### Task inputs
## begin

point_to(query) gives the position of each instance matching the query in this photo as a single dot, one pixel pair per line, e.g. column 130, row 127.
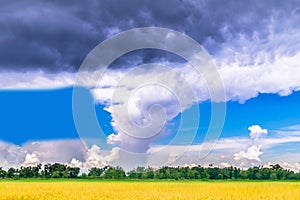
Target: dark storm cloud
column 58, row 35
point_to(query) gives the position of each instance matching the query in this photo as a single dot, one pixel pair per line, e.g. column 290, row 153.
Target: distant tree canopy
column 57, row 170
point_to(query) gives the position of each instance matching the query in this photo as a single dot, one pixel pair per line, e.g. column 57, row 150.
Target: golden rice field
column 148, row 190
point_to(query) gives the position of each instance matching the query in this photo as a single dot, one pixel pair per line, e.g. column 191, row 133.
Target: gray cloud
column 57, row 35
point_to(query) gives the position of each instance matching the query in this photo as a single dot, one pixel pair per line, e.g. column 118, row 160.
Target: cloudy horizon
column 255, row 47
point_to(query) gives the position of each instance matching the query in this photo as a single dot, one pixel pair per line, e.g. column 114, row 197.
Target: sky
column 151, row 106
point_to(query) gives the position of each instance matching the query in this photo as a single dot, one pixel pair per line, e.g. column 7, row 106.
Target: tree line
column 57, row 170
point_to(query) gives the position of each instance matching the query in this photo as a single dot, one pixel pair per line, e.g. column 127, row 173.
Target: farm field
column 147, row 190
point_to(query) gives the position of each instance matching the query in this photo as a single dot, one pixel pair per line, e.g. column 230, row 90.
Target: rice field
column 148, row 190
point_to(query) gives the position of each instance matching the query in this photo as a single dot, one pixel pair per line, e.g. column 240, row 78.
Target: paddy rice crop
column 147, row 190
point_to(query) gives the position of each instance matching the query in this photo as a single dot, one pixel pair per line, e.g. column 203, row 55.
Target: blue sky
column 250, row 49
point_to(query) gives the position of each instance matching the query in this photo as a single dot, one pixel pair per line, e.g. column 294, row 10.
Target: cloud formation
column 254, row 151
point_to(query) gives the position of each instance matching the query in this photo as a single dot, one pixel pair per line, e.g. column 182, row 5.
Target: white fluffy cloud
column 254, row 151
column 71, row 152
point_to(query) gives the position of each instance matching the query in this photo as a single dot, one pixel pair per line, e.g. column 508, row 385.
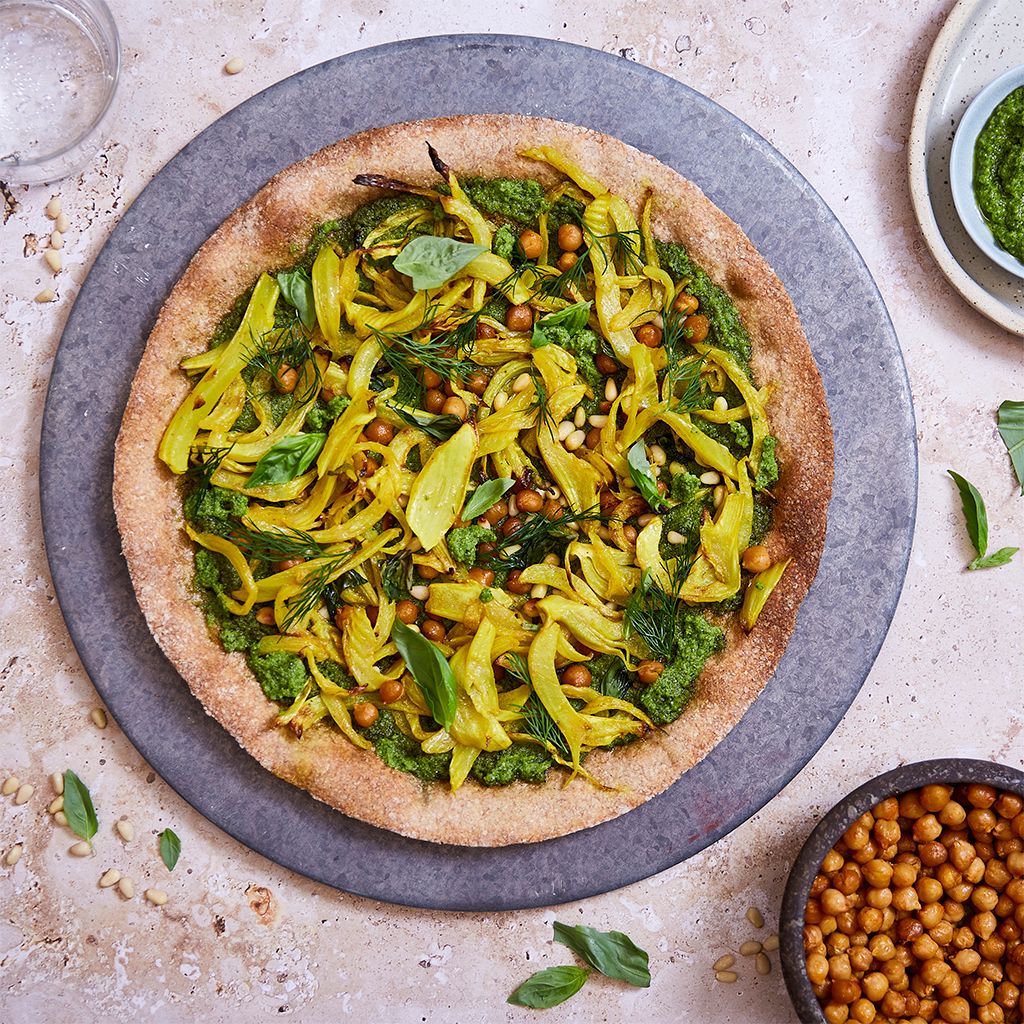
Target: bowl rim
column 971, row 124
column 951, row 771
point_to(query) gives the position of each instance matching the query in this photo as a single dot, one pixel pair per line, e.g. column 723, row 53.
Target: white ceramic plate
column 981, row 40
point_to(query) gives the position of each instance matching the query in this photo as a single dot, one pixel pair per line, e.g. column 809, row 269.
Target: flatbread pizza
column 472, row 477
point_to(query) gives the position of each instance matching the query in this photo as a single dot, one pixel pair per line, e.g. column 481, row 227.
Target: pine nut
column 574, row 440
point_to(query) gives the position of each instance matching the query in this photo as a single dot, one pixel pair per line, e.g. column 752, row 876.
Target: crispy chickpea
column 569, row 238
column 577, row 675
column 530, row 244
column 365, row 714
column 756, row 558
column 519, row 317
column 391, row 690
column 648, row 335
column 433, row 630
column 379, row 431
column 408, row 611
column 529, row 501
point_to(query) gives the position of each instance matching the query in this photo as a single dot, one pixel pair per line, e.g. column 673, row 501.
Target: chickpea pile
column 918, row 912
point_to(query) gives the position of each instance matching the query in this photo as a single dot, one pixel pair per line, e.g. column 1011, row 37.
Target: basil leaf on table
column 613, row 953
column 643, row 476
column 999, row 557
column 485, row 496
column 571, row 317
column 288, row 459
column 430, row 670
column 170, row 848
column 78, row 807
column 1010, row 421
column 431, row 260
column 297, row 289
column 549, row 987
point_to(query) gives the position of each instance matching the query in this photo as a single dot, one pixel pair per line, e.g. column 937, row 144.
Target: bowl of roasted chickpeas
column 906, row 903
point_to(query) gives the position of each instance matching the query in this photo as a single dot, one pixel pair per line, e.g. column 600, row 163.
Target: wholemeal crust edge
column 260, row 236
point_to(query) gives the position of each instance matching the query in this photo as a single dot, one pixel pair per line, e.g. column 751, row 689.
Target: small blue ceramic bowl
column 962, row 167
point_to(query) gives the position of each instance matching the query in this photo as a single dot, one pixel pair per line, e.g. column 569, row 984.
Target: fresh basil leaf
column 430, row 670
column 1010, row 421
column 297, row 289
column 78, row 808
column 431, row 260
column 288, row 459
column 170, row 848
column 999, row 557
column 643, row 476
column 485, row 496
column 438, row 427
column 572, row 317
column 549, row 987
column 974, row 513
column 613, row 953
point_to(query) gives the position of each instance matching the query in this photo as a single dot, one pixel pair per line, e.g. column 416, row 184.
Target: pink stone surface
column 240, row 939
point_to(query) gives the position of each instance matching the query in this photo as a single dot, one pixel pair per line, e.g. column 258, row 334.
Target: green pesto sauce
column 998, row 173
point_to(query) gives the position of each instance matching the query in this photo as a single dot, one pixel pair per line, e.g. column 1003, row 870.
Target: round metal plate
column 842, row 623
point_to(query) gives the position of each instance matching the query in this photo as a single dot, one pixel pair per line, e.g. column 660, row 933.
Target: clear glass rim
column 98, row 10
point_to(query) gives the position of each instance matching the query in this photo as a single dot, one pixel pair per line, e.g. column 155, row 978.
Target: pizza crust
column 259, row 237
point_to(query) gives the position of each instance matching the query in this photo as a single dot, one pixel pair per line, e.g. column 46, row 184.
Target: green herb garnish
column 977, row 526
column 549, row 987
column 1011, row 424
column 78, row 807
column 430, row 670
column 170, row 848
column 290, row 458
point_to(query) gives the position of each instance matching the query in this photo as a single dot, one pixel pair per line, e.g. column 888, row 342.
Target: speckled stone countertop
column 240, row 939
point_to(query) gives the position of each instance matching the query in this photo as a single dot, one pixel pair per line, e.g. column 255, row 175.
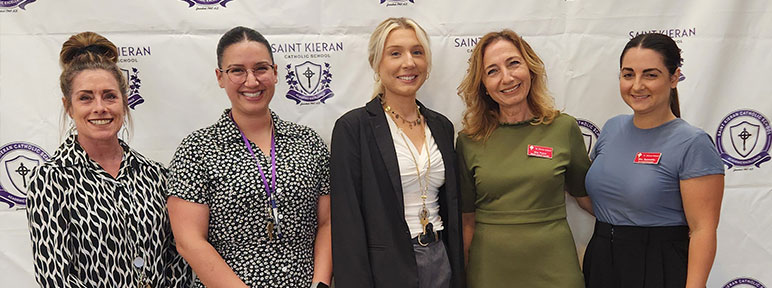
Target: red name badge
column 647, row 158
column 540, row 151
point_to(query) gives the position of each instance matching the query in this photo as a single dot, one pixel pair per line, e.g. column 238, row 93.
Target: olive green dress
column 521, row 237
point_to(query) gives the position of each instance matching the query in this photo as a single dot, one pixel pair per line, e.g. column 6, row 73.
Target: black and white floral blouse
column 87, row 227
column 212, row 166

## end

### Stated task
Rewrite the records from the line containing "column 6, row 73." through the end of the records, replacing "floral" with "striped" and leaving everything else unchanged.

### The solution
point_to(query) gives the position of each instance matching the query in this photo as a single dot, one pixel pair per line, e.g. column 6, row 73.
Target: black and white striped blouse
column 87, row 227
column 212, row 166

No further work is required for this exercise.